§ TEXTO DEL EJERCICIO:
☆ ☆ ☆

El coronel contesta con el clásico saludo del Ejército español al saludo republicano del comandante Marquina. Sin el coronel, el Seminario ya no ofrece resistencia. Empiezan a salir jefes y oficiales, que en general son bien tratados, y a los que se recibe con el respeto que se debe a un vencido. Los que reciben más burla son los sacerdotes, a quienes algunos soldados republicanos escupen en la cara. Al salir el obispo de Teruel, doctor Polanco, un soldado trata de arrebatarle el crucifijo -seguramente como botín de guerra-, pero se Interpone un oficial republicano y el obispo es dejado en paz. Al entrar en la Comandancia oímos cómo el obispo se dirige a nosotros -los enlaces de la brigada- en el zaguán de la casa: «¡La paz sea con vosotros, hijos míos!» Vuelvo al Seminario en busca del teniente Izquierdo, de mi unidad. Van saliendo los últimos militares del reducto. Por lo general, van contentos; su porvenir es incierto, pero, por lo menos, están con vida.

☆ ☆ ☆

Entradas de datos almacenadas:

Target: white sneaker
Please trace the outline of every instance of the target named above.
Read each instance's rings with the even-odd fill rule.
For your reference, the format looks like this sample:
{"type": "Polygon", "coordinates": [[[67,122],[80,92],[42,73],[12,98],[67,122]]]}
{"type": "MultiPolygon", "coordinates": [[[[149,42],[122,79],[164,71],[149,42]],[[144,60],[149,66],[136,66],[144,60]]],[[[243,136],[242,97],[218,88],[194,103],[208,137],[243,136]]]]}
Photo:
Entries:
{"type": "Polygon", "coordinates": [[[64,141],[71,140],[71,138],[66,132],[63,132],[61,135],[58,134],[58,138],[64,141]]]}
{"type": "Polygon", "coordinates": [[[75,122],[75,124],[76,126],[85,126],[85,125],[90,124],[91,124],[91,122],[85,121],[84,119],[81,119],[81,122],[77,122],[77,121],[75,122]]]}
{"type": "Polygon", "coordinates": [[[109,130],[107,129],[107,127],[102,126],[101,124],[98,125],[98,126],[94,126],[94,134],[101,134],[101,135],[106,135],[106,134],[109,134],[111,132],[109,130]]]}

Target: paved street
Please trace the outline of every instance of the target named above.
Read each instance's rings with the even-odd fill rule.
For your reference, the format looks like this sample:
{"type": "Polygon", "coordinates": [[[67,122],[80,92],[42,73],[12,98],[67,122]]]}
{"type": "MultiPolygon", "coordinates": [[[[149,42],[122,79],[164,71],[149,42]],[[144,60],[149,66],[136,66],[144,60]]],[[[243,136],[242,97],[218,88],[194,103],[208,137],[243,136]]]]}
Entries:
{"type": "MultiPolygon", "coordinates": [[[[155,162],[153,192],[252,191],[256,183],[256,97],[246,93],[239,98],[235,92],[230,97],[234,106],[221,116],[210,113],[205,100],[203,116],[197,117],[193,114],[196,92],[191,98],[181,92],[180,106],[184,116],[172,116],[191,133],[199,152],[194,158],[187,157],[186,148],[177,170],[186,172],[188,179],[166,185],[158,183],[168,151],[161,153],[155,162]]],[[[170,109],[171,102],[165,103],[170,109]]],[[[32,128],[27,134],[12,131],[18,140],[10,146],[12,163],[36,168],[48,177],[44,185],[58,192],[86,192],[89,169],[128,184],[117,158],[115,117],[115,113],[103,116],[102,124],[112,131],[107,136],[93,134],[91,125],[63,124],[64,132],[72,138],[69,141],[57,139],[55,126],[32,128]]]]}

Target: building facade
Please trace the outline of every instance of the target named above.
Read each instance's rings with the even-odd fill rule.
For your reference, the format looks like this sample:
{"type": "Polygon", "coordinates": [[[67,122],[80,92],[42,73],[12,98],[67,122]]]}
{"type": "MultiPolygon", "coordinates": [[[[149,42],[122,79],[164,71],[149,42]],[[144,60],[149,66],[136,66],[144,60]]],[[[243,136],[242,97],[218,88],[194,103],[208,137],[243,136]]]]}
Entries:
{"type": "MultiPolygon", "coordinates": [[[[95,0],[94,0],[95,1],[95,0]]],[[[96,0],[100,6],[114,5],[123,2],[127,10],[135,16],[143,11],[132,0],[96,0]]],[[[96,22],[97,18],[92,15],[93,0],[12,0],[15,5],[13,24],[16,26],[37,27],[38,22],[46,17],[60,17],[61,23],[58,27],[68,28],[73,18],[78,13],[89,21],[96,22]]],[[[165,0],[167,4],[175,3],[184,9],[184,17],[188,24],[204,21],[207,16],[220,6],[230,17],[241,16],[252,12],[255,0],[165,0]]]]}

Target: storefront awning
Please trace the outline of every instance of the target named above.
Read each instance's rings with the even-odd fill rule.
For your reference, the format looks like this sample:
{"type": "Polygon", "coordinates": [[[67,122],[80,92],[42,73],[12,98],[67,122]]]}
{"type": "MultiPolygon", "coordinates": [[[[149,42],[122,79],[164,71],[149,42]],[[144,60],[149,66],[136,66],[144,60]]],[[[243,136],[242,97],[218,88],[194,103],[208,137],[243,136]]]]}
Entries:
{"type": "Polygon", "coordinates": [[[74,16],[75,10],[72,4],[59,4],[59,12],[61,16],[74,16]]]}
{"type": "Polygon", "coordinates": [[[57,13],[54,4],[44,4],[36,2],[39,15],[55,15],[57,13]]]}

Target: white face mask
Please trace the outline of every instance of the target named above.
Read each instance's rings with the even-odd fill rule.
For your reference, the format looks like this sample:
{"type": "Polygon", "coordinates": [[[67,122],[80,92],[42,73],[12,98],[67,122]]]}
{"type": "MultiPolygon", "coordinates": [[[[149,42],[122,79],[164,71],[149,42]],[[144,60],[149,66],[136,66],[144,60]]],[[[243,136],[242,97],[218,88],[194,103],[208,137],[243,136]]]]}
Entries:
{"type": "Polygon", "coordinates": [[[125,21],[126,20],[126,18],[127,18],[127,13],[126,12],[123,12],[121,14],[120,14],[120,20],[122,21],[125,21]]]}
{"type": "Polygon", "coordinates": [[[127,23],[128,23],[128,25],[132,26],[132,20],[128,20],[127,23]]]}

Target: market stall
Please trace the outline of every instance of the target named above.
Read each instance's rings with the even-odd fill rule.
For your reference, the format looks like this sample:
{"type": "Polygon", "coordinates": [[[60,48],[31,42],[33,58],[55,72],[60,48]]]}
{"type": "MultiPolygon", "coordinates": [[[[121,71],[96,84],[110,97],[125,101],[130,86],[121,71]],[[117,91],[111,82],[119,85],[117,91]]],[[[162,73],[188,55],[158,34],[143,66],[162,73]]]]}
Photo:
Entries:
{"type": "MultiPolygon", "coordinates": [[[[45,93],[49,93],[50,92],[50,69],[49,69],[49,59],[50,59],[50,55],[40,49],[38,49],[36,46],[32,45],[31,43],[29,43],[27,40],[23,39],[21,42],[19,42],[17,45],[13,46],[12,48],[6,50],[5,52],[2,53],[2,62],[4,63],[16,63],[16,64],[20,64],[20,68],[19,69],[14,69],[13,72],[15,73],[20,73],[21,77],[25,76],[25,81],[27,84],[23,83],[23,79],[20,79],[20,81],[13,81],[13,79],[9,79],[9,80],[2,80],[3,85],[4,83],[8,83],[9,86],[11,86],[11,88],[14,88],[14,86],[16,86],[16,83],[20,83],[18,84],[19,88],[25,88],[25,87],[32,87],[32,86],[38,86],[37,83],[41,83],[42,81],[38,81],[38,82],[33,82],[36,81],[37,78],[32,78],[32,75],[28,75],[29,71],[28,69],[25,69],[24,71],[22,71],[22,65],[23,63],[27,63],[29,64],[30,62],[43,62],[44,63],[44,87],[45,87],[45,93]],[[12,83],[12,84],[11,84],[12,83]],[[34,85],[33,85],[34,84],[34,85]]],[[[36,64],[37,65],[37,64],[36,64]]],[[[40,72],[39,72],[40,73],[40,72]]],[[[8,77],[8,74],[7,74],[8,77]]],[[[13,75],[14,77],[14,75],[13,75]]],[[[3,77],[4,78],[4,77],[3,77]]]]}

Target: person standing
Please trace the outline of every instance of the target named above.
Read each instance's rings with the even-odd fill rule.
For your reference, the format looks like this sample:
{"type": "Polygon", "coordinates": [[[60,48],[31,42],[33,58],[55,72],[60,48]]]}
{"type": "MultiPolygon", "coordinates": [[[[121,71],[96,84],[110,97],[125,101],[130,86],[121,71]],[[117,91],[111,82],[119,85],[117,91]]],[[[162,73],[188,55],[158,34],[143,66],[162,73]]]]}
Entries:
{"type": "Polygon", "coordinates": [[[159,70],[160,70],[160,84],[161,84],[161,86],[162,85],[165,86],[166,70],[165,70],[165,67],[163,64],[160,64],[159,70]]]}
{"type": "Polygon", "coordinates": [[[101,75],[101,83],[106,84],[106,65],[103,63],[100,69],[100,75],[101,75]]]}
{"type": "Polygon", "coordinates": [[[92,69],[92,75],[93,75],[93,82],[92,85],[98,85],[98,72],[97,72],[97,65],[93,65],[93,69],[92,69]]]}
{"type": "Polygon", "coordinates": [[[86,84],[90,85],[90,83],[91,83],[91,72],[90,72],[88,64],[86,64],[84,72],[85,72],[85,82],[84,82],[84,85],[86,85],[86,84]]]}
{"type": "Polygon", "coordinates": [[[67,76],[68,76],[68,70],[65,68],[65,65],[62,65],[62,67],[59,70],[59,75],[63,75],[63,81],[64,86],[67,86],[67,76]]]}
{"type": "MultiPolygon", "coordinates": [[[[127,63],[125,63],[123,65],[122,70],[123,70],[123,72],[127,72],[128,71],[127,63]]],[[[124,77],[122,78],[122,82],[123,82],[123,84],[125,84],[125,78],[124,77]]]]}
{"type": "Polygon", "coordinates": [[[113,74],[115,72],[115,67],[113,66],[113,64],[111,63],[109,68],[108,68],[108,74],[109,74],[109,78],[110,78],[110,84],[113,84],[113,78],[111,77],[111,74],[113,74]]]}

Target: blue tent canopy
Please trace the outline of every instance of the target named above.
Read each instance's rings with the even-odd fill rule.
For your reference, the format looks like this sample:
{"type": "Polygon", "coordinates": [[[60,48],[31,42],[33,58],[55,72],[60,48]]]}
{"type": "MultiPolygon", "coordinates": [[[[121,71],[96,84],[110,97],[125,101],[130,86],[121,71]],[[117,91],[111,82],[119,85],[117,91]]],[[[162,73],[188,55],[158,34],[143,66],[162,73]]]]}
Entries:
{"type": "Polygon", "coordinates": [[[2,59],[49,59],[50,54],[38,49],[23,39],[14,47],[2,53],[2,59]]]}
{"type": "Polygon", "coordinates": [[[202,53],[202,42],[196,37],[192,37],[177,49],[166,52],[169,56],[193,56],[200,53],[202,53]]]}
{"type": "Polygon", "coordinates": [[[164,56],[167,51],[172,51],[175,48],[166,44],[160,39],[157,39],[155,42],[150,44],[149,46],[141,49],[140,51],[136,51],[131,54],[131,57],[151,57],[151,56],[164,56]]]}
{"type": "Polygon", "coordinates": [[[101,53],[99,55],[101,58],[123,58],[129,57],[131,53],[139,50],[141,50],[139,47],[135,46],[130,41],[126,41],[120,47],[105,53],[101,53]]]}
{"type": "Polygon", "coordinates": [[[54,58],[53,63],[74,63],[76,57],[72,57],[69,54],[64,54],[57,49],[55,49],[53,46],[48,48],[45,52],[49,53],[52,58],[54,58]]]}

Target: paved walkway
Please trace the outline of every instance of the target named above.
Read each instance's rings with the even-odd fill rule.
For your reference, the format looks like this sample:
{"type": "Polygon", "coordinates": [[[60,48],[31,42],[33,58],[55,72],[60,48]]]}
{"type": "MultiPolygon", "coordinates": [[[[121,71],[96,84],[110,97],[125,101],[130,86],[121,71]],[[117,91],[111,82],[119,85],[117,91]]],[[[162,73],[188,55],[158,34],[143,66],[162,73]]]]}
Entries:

☆ ☆ ☆

§ TAREA ASIGNADA:
Prosigue el relato de la rendición del Seminario de Teruel a partir de su última oración. Las entradas provienen de otra fuente.

§ CUADRO DE RESPUESTA:
Ni plasma... ni tintura de yodo.
Nuestros soldados buscan algo de botín entre los escombros, pero lo único que encuentran son mantas manchadas de sangre que envolvían los cadáveres depositados en el atrio de la iglesia, y que no olían porque las temperaturas bajo cero se lo impedían. Cuento más de quinientos muertos. Nuestra brigada no le va a la zaga. Han sido baja entre muertos, desaparecidos, heridos y evacuados por enfermedad más de mil doscientos en una unidad de cerca de tres mil hombres. El servicio de Intendencia empieza a recuperar los sacos de azúcar colocados. en las ventanas para que sirvieran de parapetos defensivos.